START Exercise materials
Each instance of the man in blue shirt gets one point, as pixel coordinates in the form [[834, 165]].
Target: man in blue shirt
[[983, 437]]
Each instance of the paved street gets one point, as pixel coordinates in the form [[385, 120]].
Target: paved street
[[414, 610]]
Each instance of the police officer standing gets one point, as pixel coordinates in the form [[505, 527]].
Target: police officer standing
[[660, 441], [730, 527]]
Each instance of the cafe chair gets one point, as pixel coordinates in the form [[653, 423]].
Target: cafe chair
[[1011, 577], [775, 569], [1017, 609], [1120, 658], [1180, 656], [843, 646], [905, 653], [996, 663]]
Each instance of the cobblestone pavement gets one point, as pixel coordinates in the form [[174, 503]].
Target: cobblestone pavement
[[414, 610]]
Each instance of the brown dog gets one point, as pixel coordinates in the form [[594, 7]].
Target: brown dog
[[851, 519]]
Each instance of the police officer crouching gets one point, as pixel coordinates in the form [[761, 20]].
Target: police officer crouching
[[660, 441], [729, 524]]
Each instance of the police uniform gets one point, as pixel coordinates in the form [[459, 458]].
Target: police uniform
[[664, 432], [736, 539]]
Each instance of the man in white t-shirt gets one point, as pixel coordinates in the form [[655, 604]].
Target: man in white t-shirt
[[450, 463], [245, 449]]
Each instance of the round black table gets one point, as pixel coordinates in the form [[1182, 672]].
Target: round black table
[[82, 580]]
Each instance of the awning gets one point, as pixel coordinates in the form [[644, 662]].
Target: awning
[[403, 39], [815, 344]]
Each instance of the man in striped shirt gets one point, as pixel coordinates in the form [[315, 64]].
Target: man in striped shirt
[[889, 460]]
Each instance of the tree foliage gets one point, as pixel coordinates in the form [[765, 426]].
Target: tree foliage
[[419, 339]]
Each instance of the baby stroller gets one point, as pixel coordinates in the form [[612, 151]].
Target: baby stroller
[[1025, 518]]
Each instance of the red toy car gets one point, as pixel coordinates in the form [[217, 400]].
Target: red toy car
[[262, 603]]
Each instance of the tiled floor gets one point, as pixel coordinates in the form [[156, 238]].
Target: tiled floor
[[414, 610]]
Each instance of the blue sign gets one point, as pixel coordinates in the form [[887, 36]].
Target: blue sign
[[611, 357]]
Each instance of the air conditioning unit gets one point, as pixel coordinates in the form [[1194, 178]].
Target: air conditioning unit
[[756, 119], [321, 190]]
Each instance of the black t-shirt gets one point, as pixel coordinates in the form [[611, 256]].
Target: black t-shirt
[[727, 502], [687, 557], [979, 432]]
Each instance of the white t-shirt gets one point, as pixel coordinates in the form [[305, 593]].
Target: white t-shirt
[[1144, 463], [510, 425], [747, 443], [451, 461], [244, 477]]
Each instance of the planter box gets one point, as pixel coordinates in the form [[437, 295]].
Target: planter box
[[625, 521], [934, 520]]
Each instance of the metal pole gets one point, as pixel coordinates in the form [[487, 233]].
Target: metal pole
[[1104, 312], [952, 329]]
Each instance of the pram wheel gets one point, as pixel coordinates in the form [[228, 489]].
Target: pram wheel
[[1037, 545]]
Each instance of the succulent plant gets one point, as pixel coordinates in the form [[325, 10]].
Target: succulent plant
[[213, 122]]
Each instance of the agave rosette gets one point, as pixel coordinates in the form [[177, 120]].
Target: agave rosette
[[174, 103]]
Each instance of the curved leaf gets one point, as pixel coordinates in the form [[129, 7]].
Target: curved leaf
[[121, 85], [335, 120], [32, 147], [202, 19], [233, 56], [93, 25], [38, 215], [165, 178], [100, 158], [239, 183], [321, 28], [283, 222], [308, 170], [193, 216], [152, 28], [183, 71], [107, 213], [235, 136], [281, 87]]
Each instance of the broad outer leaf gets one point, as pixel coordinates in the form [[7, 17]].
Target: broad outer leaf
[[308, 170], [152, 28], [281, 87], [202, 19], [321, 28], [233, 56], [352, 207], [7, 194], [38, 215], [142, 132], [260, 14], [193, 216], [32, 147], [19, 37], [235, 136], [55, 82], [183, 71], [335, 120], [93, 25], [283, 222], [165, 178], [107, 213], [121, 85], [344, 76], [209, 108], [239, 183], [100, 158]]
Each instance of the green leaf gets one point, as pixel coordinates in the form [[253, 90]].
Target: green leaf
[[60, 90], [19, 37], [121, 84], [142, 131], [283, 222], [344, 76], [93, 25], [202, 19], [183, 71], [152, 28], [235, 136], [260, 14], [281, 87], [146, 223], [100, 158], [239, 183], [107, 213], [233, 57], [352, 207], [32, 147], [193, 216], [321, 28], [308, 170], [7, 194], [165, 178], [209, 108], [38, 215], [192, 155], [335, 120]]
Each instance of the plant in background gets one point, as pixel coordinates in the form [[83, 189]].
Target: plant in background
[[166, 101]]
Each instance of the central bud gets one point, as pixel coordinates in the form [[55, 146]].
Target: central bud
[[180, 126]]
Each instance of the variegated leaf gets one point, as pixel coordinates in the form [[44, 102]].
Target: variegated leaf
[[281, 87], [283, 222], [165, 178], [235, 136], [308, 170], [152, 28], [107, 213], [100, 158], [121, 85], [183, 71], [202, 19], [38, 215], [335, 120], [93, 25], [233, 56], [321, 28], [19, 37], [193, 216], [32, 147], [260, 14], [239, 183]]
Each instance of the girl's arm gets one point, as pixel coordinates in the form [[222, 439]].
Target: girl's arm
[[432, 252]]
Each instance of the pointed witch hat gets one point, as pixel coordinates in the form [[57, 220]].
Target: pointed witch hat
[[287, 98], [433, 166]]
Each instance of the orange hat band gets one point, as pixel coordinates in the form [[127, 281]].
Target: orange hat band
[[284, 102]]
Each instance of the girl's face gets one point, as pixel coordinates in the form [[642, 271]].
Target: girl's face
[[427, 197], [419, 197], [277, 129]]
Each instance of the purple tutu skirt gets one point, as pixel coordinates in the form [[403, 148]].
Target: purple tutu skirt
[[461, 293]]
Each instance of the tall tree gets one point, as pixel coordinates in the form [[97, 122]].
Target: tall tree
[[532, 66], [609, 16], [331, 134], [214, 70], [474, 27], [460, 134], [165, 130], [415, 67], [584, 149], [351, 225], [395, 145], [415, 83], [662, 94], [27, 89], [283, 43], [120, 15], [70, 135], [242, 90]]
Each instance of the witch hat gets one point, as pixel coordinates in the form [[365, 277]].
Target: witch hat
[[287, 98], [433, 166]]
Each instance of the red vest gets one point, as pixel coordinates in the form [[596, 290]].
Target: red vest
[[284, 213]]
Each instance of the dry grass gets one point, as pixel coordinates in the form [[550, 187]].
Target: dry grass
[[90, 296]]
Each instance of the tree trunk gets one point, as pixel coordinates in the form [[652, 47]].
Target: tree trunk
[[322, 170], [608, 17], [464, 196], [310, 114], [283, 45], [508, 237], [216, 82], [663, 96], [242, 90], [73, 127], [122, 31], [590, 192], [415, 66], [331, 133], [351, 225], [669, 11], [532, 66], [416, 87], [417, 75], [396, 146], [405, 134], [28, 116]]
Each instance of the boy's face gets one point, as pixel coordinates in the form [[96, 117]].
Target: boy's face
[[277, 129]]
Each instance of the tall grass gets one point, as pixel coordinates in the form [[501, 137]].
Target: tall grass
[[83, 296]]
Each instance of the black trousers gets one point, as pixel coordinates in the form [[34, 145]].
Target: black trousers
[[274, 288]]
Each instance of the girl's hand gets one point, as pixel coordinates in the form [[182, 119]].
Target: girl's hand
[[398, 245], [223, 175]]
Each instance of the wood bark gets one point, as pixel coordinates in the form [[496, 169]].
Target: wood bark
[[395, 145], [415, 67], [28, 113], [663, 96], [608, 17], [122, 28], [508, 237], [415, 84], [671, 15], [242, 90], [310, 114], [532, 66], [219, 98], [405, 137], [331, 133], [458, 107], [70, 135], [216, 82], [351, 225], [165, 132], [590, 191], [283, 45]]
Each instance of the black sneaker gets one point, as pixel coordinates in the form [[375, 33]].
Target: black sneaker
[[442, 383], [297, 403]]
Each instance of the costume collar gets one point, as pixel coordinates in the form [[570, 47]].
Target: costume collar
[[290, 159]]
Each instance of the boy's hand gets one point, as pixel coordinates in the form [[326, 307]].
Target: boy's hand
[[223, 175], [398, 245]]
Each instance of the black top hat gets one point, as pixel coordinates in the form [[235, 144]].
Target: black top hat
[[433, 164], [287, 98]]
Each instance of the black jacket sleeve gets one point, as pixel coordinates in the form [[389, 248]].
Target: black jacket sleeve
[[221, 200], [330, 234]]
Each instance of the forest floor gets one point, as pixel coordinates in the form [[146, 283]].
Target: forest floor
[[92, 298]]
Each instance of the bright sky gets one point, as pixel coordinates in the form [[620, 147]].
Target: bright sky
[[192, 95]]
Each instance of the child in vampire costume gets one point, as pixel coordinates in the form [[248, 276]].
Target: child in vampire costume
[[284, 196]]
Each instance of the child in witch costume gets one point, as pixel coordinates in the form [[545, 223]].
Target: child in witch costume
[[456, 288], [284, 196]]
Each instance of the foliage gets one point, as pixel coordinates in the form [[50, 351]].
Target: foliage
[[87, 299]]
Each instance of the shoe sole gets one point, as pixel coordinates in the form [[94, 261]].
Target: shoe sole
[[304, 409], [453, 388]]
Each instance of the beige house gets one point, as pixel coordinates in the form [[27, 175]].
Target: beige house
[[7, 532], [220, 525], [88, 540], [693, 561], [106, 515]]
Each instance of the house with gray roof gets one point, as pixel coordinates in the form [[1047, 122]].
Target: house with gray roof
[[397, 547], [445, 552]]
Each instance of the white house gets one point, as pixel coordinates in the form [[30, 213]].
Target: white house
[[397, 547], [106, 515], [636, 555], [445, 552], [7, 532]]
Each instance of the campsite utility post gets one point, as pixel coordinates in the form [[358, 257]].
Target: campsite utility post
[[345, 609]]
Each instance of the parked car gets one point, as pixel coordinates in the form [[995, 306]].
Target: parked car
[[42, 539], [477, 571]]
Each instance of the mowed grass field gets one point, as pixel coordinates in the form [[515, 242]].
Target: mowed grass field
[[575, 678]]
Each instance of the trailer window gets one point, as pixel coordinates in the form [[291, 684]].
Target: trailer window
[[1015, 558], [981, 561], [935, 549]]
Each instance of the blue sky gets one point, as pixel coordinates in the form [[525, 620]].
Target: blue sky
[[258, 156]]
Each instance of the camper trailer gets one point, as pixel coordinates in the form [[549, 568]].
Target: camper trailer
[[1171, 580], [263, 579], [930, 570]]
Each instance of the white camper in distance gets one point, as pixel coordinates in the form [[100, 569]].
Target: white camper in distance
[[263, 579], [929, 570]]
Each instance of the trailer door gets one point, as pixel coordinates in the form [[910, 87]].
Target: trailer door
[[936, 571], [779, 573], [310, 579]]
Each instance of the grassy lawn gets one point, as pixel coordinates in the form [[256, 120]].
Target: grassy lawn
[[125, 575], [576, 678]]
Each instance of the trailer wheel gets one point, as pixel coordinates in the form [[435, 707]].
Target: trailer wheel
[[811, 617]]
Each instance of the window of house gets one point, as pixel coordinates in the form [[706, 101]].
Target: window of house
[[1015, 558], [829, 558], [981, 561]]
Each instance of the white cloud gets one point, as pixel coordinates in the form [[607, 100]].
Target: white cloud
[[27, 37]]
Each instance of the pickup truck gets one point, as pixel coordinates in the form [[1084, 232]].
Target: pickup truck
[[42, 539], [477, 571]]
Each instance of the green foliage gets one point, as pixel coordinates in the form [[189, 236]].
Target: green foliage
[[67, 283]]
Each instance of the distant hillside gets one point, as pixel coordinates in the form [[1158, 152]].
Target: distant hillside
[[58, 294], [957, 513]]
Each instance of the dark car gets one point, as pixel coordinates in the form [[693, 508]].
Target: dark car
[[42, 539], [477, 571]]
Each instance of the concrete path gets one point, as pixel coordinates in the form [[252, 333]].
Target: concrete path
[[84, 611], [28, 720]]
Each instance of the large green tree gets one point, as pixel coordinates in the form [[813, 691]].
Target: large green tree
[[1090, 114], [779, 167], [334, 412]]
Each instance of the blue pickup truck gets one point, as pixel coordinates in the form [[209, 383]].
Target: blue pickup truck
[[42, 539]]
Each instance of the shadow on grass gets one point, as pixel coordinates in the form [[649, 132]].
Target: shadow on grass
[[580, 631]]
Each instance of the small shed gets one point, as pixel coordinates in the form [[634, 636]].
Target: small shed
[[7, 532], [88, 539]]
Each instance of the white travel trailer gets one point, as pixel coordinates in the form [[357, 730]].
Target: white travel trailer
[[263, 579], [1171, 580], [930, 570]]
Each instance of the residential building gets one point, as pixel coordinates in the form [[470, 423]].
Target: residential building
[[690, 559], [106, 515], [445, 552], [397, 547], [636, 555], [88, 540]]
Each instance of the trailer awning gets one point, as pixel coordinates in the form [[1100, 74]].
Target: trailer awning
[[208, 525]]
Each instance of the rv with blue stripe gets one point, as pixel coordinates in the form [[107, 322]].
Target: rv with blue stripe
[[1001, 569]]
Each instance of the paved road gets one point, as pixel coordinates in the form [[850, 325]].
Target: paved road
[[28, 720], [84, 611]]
END Exercise materials
** The task **
Turn the lines of the listing above, starting with the line that contains "Each instance of the grassy" and going on through the line that contains "[[125, 575], [576, 678]]", into a numbered list, leaving out any blank lines.

** Exercise answer **
1. Each instance of the grassy lawn gets one point, as pixel coordinates in the form [[256, 120]].
2. Target: grassy lawn
3. [[125, 575], [576, 678]]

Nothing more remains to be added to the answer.